___ Text section
I grew up in the Northern Virginia area, and I can tell you just from personal experience that there are a lot of people in the suburbs surrounding DC who work for defense contractors — both young professionals and adults with families alike. There are a bunch of Virginia voters working through these companies on contracts at the Pentagon, the CIA, etcetera — and Virginia, I don’t need to remind you, is a very crucial swing state.
If lawmakers don’t do anything to stop the currently scheduled automatic spending cuts set to go into effect this January 2nd, the Pentagon is going to see its budget slashed by about 10 percent. That likely means fewer available projects, and defense contractors will have to make some adjustments. Typically, these companies will send notices to their employees 60 days before their contracts are expected to terminate in order to give them some warning — and they do this because it’s required by federal law, the Worker Adjustment and Retraining Notice Act.
The Labor Department, however, would like federal contractors to know that, hey, it won’t be necessary to send out pink slips that would arrive in the mail a matter of days before the November election, because the White House is working to prevent the sequestration from actually happening. Never fear, says the DOL:
Although it is currently known that sequestration may occur, it is also known that efforts are being made to avoid sequestration.2 Thus, even the occurrence of sequestration is not necessarily foreseeable. In addition, the sequester’s impact on particular accounts will depend at least in part on Fiscal Year (FY) 2013 funding that Congress has not yet enacted. Perhaps more importantly, Federal agencies also have some discretion in how to implement the required reductions if sequestration were to occur. Given that Federal agencies, including DOD, have not announced which contracts will be affected by sequestration were it to occur, and that many contracts may be completely unaffected, the actual contract terminations or cutbacks that will occur in the event of sequestration are unknown. Thus, in the absence of any additional information, potential plant closings or layoffs resulting from such contract terminations or cutbacks are speculative and unforeseeable.
______
___ Material for this task
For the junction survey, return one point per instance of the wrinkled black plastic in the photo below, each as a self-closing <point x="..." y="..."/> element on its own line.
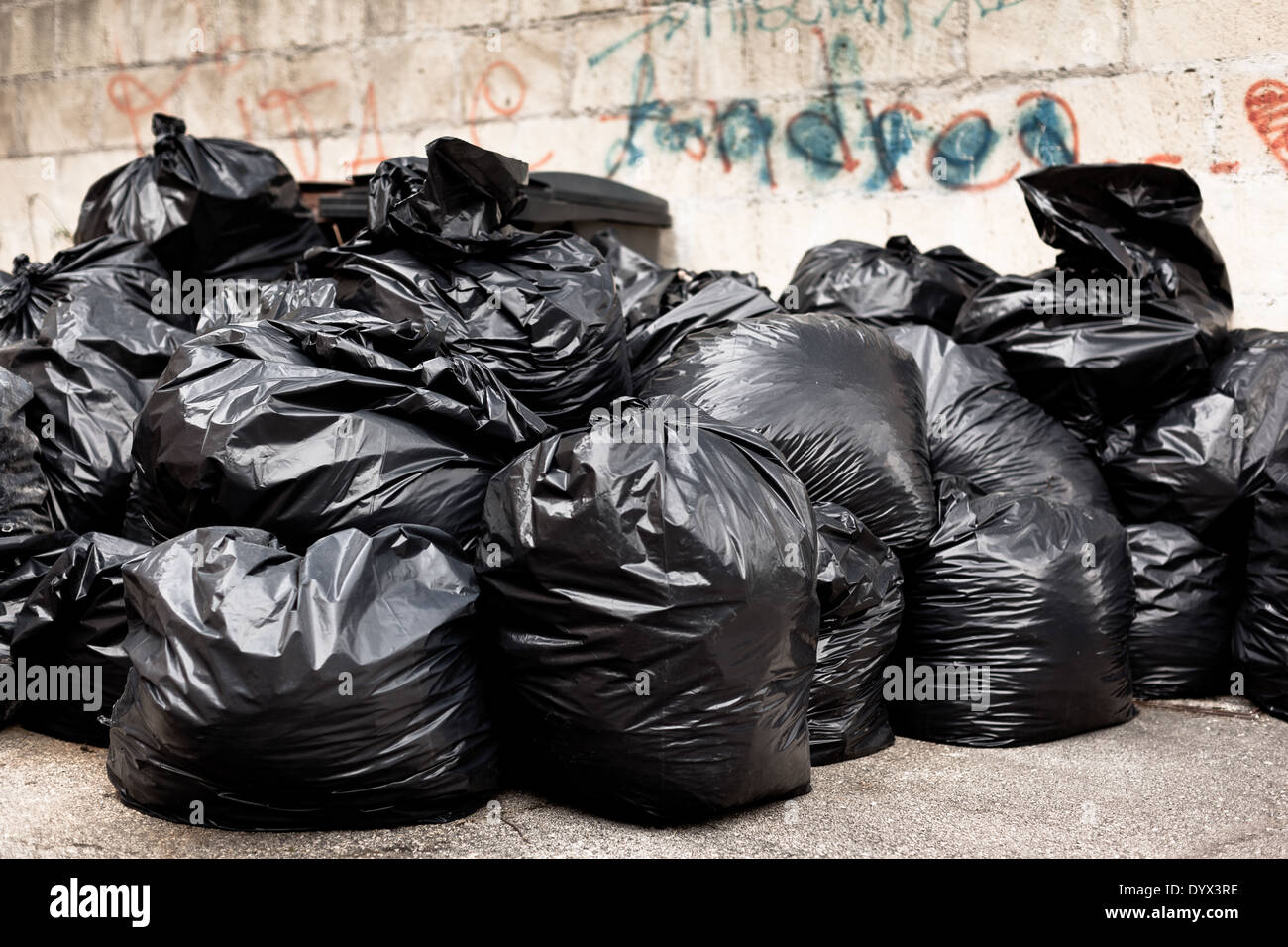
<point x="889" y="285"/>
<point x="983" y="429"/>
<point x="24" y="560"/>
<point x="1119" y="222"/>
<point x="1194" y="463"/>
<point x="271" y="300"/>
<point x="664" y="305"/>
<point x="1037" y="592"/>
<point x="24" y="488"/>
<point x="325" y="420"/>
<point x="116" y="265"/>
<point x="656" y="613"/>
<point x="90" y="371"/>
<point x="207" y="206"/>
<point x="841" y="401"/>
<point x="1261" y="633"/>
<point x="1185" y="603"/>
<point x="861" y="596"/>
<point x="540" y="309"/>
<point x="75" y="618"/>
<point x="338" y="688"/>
______
___ Material for this task
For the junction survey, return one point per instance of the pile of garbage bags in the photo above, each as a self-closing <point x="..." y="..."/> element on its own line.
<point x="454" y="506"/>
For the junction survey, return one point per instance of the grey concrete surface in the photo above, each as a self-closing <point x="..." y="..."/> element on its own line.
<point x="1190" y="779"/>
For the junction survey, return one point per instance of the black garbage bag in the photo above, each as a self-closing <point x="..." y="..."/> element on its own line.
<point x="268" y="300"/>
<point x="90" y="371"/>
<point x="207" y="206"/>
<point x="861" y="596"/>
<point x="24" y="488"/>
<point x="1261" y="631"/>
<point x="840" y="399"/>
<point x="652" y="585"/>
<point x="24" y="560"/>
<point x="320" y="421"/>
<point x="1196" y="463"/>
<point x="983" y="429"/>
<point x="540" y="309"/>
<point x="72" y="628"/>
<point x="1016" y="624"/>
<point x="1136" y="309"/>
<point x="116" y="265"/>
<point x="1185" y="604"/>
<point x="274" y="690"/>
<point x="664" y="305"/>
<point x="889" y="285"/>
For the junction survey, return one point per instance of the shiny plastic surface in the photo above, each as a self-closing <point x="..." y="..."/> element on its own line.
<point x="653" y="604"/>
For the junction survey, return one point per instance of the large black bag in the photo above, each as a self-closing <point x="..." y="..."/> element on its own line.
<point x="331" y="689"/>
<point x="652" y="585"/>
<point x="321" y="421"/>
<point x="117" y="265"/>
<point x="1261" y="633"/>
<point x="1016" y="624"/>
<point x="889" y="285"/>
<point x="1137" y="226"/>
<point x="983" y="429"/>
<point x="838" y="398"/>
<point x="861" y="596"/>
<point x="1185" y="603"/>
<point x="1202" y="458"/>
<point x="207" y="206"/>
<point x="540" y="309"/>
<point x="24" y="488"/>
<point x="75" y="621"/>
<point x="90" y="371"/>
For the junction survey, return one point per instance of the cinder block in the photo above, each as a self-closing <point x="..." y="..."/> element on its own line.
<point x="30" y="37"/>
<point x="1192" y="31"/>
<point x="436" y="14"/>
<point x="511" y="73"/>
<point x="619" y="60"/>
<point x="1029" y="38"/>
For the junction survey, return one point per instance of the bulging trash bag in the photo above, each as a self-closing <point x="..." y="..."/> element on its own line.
______
___ Material for this task
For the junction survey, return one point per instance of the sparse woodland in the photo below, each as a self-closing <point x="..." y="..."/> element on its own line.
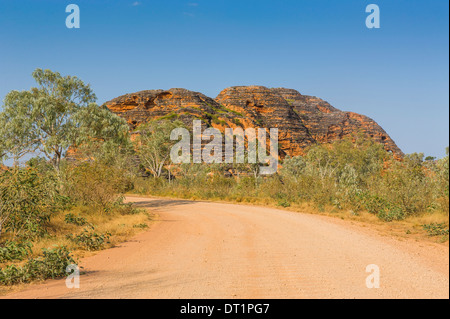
______
» Set task 1
Rewrite the sequestration article from "I grew up in" to "crucial swing state.", putting "government contractors" in place of "defense contractors".
» Set task 2
Gather every line of the entries that contains the word "trash".
The sequestration article and the entries are unrelated.

» Exercise answer 1
I grew up in the Northern Virginia area, and I can tell you just from personal experience that there are a lot of people in the suburbs surrounding DC who work for government contractors — both young professionals and adults with families alike. There are a bunch of Virginia voters working through these companies on contracts at the Pentagon, the CIA, etcetera — and Virginia, I don’t need to remind you, is a very crucial swing state.

» Exercise answer 2
For the junction survey, return one point per instance of the bulging trash bag in the photo above, each as a self-closing <point x="..." y="..."/> element on its own line.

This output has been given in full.